● Your tasks:
- A) Please rewrite the paragraph of the corpus build scenario that begins "The purpose of this scenario" as a short bulleted list that keeps its main facts.
- B) In the corpus build scenario, what validation direction is given for Sigma rules?
- C) Carry the corpus build scenario forward from its final sentence.

Skip to main content

Local Corpus Build Scenario

This document logs the local exploratory workflow used to discover, download, normalize, sort, and clean public detection-rule sources. It is not the locked research methodology. The formal sampling and validation method still belongs in PROTOCOL.md, especially Sections 4 and 5.

The purpose of this scenario is to preserve operational knowledge while the protocol is still being written: what was attempted, why each step exists, what was kept for Phase 1, and what was removed as future scope or duplicate material.

Scenario Goal

Build a local working corpus from public detection-rule repositories so the project can later evaluate rule robustness under a controlled protocol.

The desired long-term pipeline is:

  1. Find public open-source detection-rule sources.
  2. Download source snapshots locally.
  3. Normalize or translate rules into analysis-friendly formats.
  4. Sort rules by source, format, MITRE metadata, and validation feasibility.
  5. Remove non-useful sources, duplicate artifacts, generated caches, and out-of-scope formats.
  6. Keep a small Phase 1 working set aligned with the current protocol direction.

Current Phase 1 Scope Used for Cleanup

The cleanup used the current working scope discussed during R4 planning:

CategoryStatusValidation direction
YARA file/content rulesKeptNative yara / yara-python validation
Elastic detection rulesKeptNative Elastic KQL/EQL validation
Sigma rulesKeptTranslate to Elastic/EQL where translation fidelity is high
YARA-L conversionsExploratory onlyRemoved from retained output until reproducibility and backend execution are decided
Splunk, Sentinel, Chronicle, Falco, Wazuh, Snort, Suricata, Panther, OpenSearchFuture/exploratoryRemoved from retained local working set

This scope is pragmatic, not final. PROTOCOL.md Sections 4.1, 4.2, 4.3, and 5.2 must still define the formal inclusion rules.

(Saved entries)
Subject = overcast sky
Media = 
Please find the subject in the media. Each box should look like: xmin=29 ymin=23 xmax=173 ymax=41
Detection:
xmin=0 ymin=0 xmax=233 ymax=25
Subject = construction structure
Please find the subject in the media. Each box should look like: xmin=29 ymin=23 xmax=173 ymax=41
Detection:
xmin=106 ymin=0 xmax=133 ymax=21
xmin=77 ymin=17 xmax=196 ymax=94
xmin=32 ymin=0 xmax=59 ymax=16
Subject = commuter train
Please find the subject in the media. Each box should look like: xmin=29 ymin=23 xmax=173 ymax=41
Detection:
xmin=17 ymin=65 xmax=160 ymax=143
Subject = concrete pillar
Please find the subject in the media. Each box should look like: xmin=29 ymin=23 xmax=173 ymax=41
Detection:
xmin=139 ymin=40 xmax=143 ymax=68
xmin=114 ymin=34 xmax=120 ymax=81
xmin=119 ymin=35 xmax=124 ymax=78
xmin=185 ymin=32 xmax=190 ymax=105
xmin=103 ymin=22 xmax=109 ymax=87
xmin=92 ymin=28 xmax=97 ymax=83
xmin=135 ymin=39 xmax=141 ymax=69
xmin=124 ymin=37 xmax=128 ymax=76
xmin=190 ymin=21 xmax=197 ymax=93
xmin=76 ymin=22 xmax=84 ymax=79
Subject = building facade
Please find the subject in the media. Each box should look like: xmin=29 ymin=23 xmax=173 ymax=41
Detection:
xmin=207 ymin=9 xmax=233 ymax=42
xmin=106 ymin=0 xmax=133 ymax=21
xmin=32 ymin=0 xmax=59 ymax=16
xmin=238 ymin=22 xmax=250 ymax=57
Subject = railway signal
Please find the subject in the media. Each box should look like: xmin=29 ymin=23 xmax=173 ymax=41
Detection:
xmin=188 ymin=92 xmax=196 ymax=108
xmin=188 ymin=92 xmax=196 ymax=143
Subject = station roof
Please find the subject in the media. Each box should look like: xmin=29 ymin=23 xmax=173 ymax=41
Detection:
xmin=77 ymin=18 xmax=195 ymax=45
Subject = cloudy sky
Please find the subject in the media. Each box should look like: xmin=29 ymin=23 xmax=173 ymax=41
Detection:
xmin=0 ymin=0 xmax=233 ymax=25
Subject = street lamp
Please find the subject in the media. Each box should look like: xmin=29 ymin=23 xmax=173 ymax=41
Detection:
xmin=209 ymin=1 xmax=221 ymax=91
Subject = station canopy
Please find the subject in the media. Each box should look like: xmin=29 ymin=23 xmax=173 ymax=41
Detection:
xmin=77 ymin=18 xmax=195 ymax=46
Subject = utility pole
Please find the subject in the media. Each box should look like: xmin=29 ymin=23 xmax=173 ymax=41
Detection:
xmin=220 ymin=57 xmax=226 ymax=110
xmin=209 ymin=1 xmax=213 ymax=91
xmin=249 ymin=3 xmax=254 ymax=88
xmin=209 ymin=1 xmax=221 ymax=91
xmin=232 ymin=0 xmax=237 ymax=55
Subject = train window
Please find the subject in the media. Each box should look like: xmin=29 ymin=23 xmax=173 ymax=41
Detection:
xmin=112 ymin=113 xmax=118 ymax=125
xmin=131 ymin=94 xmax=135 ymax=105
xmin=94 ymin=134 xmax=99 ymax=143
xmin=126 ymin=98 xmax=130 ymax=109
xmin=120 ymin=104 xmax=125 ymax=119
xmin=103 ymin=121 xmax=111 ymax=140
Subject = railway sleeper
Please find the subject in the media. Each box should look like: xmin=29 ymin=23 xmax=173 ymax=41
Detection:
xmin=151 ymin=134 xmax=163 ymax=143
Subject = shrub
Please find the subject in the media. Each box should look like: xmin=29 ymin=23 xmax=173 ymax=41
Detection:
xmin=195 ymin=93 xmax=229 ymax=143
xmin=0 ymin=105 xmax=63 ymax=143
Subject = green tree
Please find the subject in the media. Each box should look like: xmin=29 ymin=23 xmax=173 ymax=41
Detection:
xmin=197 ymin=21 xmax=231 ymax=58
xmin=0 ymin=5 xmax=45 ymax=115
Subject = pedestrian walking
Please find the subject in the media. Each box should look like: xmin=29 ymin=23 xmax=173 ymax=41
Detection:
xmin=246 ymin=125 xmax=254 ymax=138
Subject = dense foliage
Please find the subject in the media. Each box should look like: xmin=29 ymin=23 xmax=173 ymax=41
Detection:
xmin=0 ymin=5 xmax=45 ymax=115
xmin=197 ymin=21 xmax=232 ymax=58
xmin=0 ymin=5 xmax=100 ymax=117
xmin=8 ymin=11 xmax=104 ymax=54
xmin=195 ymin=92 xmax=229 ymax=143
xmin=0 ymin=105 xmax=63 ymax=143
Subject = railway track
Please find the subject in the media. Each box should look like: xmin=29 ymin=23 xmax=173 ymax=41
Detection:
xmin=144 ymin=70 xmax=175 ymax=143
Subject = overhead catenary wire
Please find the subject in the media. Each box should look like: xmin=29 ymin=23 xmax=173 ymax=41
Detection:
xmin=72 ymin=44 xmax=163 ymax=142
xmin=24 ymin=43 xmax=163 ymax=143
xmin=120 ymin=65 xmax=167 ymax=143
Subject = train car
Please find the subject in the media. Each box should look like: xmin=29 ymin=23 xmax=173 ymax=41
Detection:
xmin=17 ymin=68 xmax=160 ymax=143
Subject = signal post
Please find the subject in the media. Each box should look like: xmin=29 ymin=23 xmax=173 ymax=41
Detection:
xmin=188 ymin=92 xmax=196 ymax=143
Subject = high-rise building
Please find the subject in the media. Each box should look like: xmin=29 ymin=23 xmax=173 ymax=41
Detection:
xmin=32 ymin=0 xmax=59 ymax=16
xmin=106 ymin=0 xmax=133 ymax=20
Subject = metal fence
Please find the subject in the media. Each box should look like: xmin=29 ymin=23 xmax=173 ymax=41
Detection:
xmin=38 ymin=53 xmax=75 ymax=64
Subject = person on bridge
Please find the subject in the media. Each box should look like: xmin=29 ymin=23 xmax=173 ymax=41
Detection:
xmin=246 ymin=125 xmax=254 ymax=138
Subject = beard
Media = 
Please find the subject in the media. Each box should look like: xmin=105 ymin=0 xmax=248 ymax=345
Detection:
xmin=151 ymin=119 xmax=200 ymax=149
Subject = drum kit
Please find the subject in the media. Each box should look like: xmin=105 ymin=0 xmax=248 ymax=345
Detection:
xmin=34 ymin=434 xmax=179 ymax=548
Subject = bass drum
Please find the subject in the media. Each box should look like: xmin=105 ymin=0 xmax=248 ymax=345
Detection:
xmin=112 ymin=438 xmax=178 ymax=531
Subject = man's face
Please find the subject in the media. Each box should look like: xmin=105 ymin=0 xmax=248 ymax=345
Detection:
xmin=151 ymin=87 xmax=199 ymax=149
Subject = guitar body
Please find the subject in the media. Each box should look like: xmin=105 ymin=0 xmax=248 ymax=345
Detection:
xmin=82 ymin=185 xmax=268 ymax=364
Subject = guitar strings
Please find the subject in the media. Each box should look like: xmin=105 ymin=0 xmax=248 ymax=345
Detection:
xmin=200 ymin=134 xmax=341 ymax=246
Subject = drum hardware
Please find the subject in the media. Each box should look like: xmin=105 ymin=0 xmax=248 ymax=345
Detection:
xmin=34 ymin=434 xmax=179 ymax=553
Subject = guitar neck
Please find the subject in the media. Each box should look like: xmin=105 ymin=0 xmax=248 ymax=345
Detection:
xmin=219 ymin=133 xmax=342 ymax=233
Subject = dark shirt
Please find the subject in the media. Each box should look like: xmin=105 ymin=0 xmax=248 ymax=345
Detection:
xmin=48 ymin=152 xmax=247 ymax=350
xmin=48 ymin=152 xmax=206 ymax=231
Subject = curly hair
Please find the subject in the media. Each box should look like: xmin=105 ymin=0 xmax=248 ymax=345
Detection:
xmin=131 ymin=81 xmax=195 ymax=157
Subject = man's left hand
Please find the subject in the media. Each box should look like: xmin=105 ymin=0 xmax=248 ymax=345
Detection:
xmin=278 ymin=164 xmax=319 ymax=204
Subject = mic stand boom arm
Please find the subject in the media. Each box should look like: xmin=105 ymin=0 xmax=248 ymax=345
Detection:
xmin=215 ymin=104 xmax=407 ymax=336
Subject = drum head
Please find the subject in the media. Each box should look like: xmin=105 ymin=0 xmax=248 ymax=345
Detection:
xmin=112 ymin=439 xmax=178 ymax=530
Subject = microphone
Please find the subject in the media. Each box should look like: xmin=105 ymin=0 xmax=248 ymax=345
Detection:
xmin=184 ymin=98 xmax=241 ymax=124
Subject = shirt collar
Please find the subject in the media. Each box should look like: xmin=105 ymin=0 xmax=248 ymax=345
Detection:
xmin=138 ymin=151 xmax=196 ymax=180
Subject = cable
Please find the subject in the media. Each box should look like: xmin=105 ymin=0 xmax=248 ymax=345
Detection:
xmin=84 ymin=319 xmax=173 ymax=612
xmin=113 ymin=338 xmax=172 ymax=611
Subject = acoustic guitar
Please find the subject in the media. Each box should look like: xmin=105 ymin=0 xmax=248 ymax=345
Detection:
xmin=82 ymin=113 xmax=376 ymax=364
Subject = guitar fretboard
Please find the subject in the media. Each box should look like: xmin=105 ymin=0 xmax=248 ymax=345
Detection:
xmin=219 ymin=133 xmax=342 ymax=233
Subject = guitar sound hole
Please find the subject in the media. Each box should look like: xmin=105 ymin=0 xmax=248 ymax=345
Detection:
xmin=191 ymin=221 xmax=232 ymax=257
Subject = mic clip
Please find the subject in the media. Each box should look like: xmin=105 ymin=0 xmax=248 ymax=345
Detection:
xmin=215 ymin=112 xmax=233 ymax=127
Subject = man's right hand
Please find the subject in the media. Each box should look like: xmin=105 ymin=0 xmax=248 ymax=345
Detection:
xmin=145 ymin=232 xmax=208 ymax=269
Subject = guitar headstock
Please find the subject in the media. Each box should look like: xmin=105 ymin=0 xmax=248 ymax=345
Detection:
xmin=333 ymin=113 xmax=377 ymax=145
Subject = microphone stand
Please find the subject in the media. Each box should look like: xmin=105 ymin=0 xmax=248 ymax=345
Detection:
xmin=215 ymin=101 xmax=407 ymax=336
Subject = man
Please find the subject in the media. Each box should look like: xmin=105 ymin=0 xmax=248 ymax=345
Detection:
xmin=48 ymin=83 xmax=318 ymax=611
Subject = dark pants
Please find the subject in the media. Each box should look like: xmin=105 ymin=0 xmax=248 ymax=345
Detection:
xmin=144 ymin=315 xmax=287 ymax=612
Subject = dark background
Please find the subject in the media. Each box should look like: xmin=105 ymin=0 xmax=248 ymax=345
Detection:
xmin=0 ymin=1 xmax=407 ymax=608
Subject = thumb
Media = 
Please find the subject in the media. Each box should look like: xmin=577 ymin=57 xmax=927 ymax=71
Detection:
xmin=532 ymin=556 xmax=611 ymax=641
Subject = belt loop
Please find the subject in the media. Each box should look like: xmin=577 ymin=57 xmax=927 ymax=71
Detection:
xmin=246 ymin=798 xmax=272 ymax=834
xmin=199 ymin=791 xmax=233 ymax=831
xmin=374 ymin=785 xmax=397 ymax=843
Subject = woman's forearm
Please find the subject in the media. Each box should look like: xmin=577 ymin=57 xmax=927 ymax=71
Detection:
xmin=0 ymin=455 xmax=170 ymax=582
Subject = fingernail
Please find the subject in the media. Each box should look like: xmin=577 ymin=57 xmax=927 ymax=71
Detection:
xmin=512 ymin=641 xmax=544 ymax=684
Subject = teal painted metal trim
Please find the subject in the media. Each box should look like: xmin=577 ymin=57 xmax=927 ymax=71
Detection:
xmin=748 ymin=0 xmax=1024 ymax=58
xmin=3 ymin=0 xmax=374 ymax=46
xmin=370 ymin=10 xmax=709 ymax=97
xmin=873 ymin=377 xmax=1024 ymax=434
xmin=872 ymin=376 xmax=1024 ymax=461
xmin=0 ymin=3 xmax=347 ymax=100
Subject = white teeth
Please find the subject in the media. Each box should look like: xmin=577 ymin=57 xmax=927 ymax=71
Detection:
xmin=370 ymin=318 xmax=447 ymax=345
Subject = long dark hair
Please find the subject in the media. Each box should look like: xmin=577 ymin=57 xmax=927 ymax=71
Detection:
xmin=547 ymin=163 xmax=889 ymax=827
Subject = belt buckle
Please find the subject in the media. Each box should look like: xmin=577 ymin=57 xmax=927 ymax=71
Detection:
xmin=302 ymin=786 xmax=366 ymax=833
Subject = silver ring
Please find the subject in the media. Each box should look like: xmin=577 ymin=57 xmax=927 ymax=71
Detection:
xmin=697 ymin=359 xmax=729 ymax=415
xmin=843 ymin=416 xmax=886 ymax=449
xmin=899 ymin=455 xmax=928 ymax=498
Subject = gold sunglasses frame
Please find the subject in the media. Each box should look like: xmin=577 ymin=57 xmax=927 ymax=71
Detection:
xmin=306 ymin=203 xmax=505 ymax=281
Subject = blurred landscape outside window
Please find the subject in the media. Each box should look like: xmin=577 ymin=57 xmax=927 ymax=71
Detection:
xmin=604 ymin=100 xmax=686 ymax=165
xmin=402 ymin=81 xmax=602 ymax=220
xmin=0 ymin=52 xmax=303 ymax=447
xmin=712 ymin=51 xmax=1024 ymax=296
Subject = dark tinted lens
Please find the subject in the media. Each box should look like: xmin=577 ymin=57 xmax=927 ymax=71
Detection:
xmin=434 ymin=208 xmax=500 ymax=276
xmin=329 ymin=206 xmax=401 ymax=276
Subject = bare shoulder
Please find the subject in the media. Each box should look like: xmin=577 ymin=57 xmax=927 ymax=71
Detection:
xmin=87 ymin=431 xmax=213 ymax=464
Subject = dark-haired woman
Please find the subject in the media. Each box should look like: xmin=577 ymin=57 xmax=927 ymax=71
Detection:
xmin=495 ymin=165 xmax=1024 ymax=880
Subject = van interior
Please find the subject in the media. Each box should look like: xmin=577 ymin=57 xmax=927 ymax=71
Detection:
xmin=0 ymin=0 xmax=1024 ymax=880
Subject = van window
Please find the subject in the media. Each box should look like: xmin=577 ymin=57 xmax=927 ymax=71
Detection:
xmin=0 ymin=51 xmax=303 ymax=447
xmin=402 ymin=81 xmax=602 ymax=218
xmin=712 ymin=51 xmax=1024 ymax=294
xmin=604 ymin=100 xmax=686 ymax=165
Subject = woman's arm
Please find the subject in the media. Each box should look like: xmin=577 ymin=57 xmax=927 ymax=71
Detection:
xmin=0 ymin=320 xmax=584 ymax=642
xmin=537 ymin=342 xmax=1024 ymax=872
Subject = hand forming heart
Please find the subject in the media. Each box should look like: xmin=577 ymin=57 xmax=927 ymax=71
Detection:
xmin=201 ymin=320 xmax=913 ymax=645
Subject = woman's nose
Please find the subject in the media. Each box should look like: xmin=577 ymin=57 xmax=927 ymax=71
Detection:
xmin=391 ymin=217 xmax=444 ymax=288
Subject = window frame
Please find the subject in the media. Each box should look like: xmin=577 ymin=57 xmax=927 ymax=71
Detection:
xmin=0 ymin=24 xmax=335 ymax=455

● Answers given:
- A)
- Purpose: preserve operational knowledge while the protocol is still being written
- What was attempted
- Why each step exists
- What was kept for Phase 1
- What was removed as future scope or duplicate material

- B) Translate them to Elastic/EQL where translation fidelity is high.

- C)
Step 1 - Find Public Rule Sources

Purpose: identify public rule repositories that could plausibly support a detection robustness benchmark.

Inputs:

Candidate sources reviewed:

  • SigmaHQ Sigma rules.
  • Elastic Detection Rules.
  • Splunk Security Content.
  • Public YARA repositories.
  • Elastic Protections Artifacts.
  • Microsoft Sentinel.
  • Chronicle / Google SecOps detection rules.
  • Google Security Analytics.
  • Panther Analysis.
  • Falco rules.
  • Wazuh rules.
  • OpenSearch Security Analytics.
  • Emerging Threats Suricata rules.
  • Snort community rules.
  • Discovery indexes such as Awesome YARA.

Why this step matters:

  • The benchmark cannot be credible if the source universe is vague.
  • Every source has different licensing, rule semantics, metadata quality, and evaluator requirements.
  • Source discovery must happen before sampling design so R5.2 can define a defensible sampling frame.

Output:

  • A documented source inventory with source URLs, download methods, local target paths, and R5.2 notes.

Step 2 - Download Local Source Snapshots

Purpose: create local snapshots for inspection and dataset preparation without relying on changing upstream repositories.

Initial local target:

/home/andrey/git-projects/brittle/detection rules

Download methods used:

  • git clone --depth 1 for ordinary GitHub repositories.
  • sparse Git checkout for very large repositories such as Azure Sentinel and Wazuh main.
  • curl -L for direct archive endpoints such as Sigma tarball, Emerging Threats, and Snort community rules.

Why this step matters:

  • Rule repositories change frequently.
  • Local snapshots allow repeatable parsing and cleanup.
  • Shallow/sparse retrieval reduces disk usage when only rule-bearing paths are needed.

Important result:

  • The initial broad download reached approximately 5.6G.
  • After cleanup, retained local raw sources were reduced to approximately 74M.

Step 3 - Convert or Normalize Rules

Purpose: move from heterogeneous upstream repositories toward formats that can be analyzed consistently.

Exploratory conversion outputs created by the local corpus builder included:

OutputPurposeFinal cleanup decision
01_inventory.jsonlUnified inventory of discovered rules and metadata.Kept, filtered to Phase 1 sources.
04_translated_sigma.jsonlSigma normalization/translation output.Kept, filtered to useful Sigma paths.
05_translated_elastic.jsonlElastic rule normalization output.Kept.
yara_file_rules/by_source/*.yarConsolidated native YARA bundles by source repository.Kept.
YARA-L outputExperimental single-format event-rule conversion.Removed from retained output for now.
Splunk/Sentinel/Chronicle/other translated outputsFuture-scope translation experiments.Removed from retained output.
Network translated outputFuture-scope Snort/Suricata-style material.Removed from retained output.

Why not keep YARA-L as the single retained format right now:

  • YARA-L is an event/log detection language, not a native file-signature evaluator.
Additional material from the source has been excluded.